10 May 2023
Rosensäle der Friedrich-Schiller-Universität Jena
Europe/Berlin timezone

ACQuA: Answering Comparative Questions with Arguments

Not scheduled
20m
Seminarraum (Rosensäle)

Seminarraum

Rosensäle

Description

In the ACQuA project, we develop algorithms to understand and answer comparative information needs like "Is a cat or a dog a better friend?" by retrieving and combining facts, opinions, and arguments from web-scale resources. Ideally, an answer explains why and under what circumstances which comparison alternative should be chosen.

Retrieval-based comparative question answering starts with identifying the important constituents: (1) the objects that should be compared ('cat' and 'dog' in the above example), (2) the aspects that indicate which properties should be emphasized in a comparative answer ('friend'), and (3) predicates that guide the direction of the comparison ('better'). When deriving a comparative answer by combining different sources (e.g., different web pages), the following steps can be important: (1) relevance assessment of the individual sources (e.g., a web forum on pets might be more relevant than a page on cat or dog movies), (2) quality assessment and stance detection (e.g., pro 'cat' or pro 'dog') of the retrieved arguments, (3) argument clustering based on the semantic similarity, stance, and quality, (4) re-ranking based on the predicted stance and quality, and (5) answer generation from the final ranking.

So far, our fine-tuned RoBERTa-based token classifier (trained and evaluated on 3,500 manually labeled comparative questions) can very reliably identify comparison predicates (almost perfect F1 of 0.98) and objects (F1 of 0.93), while aspect identification falls a bit behind (F1 of 0.80). Our sentiment-prompted RoBERTa-based stance detector (trained and evaluated on 950 manually labeled answers) still leaves quite some room for improvement (accuracy of 0.63). For questions that do not contain explicit objects or aspects (e.g., "What pet is best?"), we currently develop approaches that generate clarifying questions and refine the search results based on the feedback (our user study has shown that clarifying comparisons helps).
——
**TASK OBJECTIVE:** Quote the entire ACQuA talk description word for word, from its date at the top to its last sentence. The lines after this point come from a separate source.

**DATA ROWS:**
——
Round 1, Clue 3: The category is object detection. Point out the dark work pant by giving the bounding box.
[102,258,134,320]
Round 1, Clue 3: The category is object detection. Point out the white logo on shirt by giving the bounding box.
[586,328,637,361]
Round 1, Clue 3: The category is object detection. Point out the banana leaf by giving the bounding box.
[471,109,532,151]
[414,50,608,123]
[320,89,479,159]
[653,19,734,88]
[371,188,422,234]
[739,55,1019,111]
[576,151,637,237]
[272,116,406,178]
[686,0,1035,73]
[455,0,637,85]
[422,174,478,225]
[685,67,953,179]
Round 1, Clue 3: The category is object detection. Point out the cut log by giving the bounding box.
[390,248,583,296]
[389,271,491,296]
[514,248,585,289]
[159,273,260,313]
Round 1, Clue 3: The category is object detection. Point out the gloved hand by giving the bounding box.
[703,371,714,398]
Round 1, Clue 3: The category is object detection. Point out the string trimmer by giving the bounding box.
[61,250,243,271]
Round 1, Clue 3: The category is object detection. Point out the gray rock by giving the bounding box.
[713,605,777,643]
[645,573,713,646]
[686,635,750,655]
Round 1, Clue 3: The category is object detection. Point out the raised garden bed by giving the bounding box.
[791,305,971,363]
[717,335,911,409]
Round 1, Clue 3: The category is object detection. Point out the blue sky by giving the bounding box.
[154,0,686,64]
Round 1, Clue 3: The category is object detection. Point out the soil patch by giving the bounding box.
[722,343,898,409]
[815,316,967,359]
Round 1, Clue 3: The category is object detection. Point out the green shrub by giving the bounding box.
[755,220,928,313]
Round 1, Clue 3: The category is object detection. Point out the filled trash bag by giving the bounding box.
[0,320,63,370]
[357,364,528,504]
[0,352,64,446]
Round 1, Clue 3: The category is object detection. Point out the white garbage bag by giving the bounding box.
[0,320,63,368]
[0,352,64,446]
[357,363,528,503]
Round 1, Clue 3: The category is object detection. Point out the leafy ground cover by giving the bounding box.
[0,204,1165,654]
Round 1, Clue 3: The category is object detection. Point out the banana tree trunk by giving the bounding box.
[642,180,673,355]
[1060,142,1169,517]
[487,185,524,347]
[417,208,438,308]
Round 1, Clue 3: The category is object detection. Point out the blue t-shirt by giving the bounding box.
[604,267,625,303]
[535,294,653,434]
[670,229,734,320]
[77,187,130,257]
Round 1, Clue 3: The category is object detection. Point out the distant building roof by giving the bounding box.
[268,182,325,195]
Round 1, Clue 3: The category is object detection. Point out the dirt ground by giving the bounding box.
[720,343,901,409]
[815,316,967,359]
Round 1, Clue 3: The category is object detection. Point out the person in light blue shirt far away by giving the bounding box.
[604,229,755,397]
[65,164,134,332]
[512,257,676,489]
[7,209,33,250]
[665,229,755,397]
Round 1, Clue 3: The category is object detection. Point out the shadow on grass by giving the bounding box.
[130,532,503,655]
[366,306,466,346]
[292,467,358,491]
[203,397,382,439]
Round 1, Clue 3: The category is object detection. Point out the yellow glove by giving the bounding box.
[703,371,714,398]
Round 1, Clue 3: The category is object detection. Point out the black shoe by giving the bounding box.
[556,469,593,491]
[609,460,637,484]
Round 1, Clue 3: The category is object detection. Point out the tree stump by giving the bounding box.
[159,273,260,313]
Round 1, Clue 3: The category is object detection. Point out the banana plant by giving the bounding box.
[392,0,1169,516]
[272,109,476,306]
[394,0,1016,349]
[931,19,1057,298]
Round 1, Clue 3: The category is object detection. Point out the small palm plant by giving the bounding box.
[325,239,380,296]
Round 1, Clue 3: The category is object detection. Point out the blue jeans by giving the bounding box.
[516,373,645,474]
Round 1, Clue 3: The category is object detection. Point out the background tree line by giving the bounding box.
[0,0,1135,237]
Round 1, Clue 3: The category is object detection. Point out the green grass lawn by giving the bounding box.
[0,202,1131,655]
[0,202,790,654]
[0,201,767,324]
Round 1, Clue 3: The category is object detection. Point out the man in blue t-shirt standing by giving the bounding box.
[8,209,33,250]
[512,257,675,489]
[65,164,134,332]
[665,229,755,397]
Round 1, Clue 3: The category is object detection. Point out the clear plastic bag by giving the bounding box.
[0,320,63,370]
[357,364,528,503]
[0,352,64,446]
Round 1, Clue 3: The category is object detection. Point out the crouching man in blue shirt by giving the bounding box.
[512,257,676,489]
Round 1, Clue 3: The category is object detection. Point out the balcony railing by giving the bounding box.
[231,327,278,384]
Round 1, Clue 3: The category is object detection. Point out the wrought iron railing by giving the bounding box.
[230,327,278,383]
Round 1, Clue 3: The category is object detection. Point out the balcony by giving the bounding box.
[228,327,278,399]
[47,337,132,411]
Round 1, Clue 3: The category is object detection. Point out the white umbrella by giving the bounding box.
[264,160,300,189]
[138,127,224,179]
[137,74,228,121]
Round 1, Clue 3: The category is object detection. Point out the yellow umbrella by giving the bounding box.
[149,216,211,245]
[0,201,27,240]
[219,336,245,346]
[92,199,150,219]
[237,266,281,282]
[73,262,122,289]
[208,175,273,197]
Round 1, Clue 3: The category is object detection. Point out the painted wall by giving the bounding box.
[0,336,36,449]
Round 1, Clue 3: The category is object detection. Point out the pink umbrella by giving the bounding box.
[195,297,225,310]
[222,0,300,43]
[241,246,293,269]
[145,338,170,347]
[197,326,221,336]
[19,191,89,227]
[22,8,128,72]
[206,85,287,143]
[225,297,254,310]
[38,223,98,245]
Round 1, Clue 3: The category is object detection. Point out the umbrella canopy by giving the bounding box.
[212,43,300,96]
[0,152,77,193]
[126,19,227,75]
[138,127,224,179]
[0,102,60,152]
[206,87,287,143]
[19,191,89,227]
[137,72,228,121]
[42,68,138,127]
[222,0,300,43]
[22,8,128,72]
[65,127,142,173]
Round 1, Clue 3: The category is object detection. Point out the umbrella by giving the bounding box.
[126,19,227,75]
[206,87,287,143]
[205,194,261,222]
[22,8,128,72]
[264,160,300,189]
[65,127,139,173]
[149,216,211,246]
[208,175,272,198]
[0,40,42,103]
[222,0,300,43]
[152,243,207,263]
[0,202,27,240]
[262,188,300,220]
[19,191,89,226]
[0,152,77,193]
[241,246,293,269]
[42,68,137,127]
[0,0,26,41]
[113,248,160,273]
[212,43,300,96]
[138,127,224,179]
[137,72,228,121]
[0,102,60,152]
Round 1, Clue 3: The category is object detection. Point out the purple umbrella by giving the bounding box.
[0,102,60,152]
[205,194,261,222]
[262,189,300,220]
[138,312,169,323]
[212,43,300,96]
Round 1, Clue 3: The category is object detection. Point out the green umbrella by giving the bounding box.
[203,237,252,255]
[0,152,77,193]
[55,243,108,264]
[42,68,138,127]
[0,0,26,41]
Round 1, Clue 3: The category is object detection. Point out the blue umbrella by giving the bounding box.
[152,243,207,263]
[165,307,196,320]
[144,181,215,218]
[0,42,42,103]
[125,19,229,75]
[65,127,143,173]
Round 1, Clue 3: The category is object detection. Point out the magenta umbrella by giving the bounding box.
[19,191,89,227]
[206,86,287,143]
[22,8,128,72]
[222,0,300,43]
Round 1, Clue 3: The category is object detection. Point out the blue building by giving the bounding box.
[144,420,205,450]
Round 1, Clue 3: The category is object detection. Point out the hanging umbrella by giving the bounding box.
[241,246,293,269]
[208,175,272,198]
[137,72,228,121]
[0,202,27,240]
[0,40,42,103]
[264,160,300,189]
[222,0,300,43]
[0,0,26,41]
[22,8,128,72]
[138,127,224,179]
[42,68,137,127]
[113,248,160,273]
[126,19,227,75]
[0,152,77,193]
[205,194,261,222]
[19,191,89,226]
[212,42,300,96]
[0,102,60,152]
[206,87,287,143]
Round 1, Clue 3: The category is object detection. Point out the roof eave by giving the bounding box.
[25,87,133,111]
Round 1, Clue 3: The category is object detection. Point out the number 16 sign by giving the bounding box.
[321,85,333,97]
——
**SOLUTION BELOW:**
10 May 2023
Rosensäle der Friedrich-Schiller-Universität Jena
Europe/Berlin timezone

ACQuA: Answering Comparative Questions with Arguments

Not scheduled
20m
Seminarraum (Rosensäle)

Seminarraum

Rosensäle

Description

In the ACQuA project, we develop algorithms to understand and answer comparative information needs like "Is a cat or a dog a better friend?" by retrieving and combining facts, opinions, and arguments from web-scale resources. Ideally, an answer explains why and under what circumstances which comparison alternative should be chosen.

Retrieval-based comparative question answering starts with identifying the important constituents: (1) the objects that should be compared ('cat' and 'dog' in the above example), (2) the aspects that indicate which properties should be emphasized in a comparative answer ('friend'), and (3) predicates that guide the direction of the comparison ('better'). When deriving a comparative answer by combining different sources (e.g., different web pages), the following steps can be important: (1) relevance assessment of the individual sources (e.g., a web forum on pets might be more relevant than a page on cat or dog movies), (2) quality assessment and stance detection (e.g., pro 'cat' or pro 'dog') of the retrieved arguments, (3) argument clustering based on the semantic similarity, stance, and quality, (4) re-ranking based on the predicted stance and quality, and (5) answer generation from the final ranking.

So far, our fine-tuned RoBERTa-based token classifier (trained and evaluated on 3,500 manually labeled comparative questions) can very reliably identify comparison predicates (almost perfect F1 of 0.98) and objects (F1 of 0.93), while aspect identification falls a bit behind (F1 of 0.80). Our sentiment-prompted RoBERTa-based stance detector (trained and evaluated on 950 manually labeled answers) still leaves quite some room for improvement (accuracy of 0.63). For questions that do not contain explicit objects or aspects (e.g., "What pet is best?"), we currently develop approaches that generate clarifying questions and refine the search results based on the feedback (our user study has shown that clarifying comparisons helps).